■ Exercises to complete:
A. Please set down the stretch of the Machado Gold Glove article from "BOCA RATON, Fla." through "runner is out.", word for word.
B. Take the Machado Gold Glove article further, picking up after its final sentence.

■ Passage given:
Machado thanks third base coach after winning second Gold Glove

BOCA RATON, Fla. – In Manny Machado’s conference call with reporters on Tuesday night, the now two-time winner of the Gold Glove at third base kept coming back to the man he calls “Bobby D.”

Fans only notice Bobby Dickerson when he waves a runner home from third base and the runner is out.

Third base coach is only one of Dickerson’s duties, but that’s the one fans see. They don’t see him hitting hundreds of ground balls Machado’s way in spring training or before games, imploring him to get better.

“To this day I'm still learning. I'm grateful and fortunate to have such a great third base coach and infield coach as Bobby Dickerson that's pushing me every day. He knows the game. I'm lucky to have him by my side pushing me every day,” Machado said.

“We get into a lot of fights and stuff, but I think he just always wants the best for me, and I'm grateful to have him by my side pushing me every day to be the best third baseman that I can."

There’s a lot of bravado to Machado, but there’s a lot of humility, too. In the summer of 2012, unknown to all but a few in the Orioles organization, Dickerson hit ground balls to hit at third base hours before Bowie games.

■ Recorded information:
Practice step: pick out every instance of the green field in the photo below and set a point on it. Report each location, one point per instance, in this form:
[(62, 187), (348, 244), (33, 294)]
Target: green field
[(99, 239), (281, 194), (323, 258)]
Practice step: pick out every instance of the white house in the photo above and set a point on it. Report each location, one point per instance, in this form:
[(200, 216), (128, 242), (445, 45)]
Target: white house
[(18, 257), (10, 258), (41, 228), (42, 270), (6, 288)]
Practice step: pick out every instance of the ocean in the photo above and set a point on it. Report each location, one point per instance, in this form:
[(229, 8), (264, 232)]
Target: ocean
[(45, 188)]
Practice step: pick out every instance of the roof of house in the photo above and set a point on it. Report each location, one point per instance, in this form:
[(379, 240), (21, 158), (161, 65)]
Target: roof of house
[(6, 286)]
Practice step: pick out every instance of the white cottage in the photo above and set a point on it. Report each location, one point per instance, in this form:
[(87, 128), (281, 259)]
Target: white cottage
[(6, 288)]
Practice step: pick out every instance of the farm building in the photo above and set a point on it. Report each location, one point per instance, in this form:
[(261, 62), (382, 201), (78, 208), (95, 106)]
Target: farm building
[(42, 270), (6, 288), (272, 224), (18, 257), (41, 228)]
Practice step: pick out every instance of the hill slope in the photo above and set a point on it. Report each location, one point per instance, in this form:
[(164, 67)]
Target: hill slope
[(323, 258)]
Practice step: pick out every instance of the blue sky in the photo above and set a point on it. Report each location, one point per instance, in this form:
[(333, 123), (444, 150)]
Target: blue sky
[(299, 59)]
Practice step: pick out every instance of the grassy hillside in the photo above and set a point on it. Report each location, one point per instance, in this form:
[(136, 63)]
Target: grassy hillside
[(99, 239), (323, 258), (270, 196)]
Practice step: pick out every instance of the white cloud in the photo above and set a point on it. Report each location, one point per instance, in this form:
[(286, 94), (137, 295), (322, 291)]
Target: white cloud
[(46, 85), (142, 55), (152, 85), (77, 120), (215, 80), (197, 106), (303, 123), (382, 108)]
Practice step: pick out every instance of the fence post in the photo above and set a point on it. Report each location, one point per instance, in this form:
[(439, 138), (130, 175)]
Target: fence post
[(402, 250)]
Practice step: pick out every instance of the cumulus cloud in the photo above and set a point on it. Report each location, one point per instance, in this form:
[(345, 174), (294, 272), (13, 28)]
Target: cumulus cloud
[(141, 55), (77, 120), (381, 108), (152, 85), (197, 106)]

■ Answers for the tasks:
A.
BOCA RATON, Fla. – In Manny Machado’s conference call with reporters on Tuesday night, the now two-time winner of the Gold Glove at third base kept coming back to the man he calls “Bobby D.”

Fans only notice Bobby Dickerson when he waves a runner home from third base and the runner is out.

B.
Machado was playing shortstop for the Baysox as he had in the lower minors and high school, too. But, with J.J. Hardy ensconced at shortstop, Machado’s best chance to get to the big leagues quickly was to go to third.

The Orioles had a glaring weakness at third base. Wilson Betemit’s defense wasn’t going to be good enough to get the team into the postseason, so Dickerson and Machado worked clandestinely to get him ready.

It was a big success. Machado quickly established himself, and Dickerson moved up from minor league infield coordinator to third base coach, where he replaced another respected infield instructor, DeMarlo Hale.

Machado also cherishes his relationship with Brooks Robinson, who won a mere 14 more Gold Gloves at third than Machado has.

"Any time you're mentioned with Brooks in any conversation, it's an honor," Machado said.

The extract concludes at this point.